> [Work to complete] Could you reproduce the rows below, from the row containing "Each instance gets a single point. Label the upper" through the final row (both ends included), requests and all, with each coordinate raised by 28? Return only those rows.

> [Data section]
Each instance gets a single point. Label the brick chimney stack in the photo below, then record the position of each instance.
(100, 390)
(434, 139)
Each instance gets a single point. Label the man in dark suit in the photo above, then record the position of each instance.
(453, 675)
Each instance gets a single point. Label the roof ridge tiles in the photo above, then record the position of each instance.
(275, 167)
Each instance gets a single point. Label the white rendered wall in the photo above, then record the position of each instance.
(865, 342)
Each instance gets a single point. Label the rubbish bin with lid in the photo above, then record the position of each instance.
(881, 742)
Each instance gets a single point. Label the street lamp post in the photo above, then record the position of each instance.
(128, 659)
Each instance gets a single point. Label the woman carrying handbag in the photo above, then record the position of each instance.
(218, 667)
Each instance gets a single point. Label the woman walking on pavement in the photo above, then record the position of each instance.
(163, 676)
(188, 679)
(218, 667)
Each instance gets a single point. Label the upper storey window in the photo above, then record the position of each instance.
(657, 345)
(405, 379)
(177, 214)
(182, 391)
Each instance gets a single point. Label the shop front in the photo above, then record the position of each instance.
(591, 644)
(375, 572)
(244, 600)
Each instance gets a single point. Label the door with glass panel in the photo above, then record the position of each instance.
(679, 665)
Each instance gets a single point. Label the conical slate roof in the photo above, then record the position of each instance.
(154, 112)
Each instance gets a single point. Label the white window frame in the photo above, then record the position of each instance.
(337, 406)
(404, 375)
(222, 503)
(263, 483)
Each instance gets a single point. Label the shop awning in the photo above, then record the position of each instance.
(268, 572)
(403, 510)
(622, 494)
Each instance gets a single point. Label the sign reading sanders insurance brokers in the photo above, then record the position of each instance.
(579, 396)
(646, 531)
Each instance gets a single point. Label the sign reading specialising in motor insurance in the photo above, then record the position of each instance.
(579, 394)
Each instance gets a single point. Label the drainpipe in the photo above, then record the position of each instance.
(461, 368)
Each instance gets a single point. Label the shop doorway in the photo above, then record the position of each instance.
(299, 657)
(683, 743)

> [Solution for this exercise]
Each instance gets a single point. Label the upper storey window in the photo above, then record the position of each instance.
(685, 373)
(433, 407)
(205, 242)
(210, 419)
Each instance gets a single point. Label the shop front in the photo above, then record the position of each instance.
(619, 672)
(403, 600)
(272, 628)
Each instance gets a single point. Label the door with glass panel in the photo above, then record the position of each instance.
(707, 693)
Each instance gets a single point. Label the conical slate roof in the photo above, then record the position of each instance.
(182, 140)
Each instance gets a single point. Label the white window frame in the photo above, then record the position of each instance.
(365, 434)
(432, 403)
(250, 531)
(291, 511)
Each instance gets a single point. Label the shop awning in the photo above, then record the position of each instance.
(296, 600)
(431, 538)
(650, 522)
Each instance gets a single point. Label the sign reading sanders insurance brokers in the photo above, then record the position of each instance.
(607, 424)
(674, 559)
Each instance gets a single point. Label the sign reading specialising in motor insurance in the photo above, then record the position of each instance.
(607, 422)
Each instance gets a single point. Label the drainpipe in the photo above, then record the position of each instance.
(489, 396)
Each instance gets a single point. Label the shop doorway in the photo above, then record the position of each instance.
(327, 685)
(711, 771)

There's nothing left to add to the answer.